» **SOURCE DOCUMENT**:
::::::::::
What makes a prospector?
Geologists do the research first and learn all they can about an area. They'll go out and look at the rocks and try and interpret what the rocks are trying to tell them and figure out where the ore came from and where it is likely to be now.
They commonly take geo-chemical samples to send away for assay for things like gold and other elements like copper, arsenic, tungsten etc, that may occur with the gold. But the problem with this is that you've got to pay to get the samples assayed and if you're taking a lot of them it becomes a significant cost.
Of course it's easier for a geologist who's with a company and can afford this then follow up with drilling. I couldn't afford this so I had to go right back to basics and learn the old art of prospecting again. I had to become a prospector like they were a hundred years ago. I learnt to be able to detect minute amounts of gold, down to one part per billion, in the pan. The gold had to be free gold but invariably if it out crops on the surface, the rock weathers and the gold is released as tiny free particles. I taught myself to pan, down to these incredible amounts, which I suspect the assay laboratories then couldn't detect at those levels. That was my main method of exploration.
::::::::::
» **WHAT THE TASK ASKS**:
Continue the account of learning to prospect from where it stops.
::::::::::
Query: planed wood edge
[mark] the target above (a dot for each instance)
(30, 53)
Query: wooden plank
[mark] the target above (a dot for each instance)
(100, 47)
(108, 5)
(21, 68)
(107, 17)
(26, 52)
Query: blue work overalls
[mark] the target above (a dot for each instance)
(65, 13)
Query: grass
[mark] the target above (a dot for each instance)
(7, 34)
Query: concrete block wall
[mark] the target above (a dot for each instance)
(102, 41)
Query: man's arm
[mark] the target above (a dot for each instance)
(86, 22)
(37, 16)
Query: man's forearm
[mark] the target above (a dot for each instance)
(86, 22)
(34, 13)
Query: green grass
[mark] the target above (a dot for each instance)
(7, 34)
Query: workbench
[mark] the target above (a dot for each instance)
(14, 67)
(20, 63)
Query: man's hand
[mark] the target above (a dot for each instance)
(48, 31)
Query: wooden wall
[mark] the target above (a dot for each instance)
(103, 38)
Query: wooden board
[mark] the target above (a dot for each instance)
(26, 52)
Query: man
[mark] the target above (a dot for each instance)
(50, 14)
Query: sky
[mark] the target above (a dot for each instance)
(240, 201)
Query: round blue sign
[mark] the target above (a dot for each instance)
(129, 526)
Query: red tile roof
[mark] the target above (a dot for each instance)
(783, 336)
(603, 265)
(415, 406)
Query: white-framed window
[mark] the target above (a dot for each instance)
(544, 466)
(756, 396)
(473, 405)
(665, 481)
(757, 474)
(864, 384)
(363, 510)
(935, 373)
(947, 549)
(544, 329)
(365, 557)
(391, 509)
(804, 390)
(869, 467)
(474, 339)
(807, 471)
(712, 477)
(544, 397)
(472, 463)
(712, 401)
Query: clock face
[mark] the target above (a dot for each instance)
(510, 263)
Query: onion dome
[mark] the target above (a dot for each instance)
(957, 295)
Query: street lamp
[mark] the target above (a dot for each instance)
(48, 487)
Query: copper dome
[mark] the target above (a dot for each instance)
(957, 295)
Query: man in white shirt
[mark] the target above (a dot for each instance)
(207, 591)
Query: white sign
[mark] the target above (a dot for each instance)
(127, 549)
::::::::::
» **OUTPUT FOR THIS TASK**:
I went to a place in Western Australia that was reputed to be a fine gold (Carlin) deposit way out in the Gascoyne.
After speaking to the Geologist in charge, who said there was no visible surface gold, I walked over the hill and took five samples from the surface soil and panned them using my techniques and each one of them had gold in it!
From that moment on I knew I could find a Carlin fine gold deposit if it outcropped on the surface and from then on that was my main method of exploration. It cost me nothing except effort and the water that I'd carry with me. I reckoned doing that, as crude as it was, I could still compete with the companies because I was actually there in the field doing the work, not sitting in the office dreaming about it!
You just have to switch your eye in to look for that tiny, tiny speck, it's almost microscopic, but when you get the sun on gold, it glints like a piece of a jewel. It just needs that extra look to be able to do it!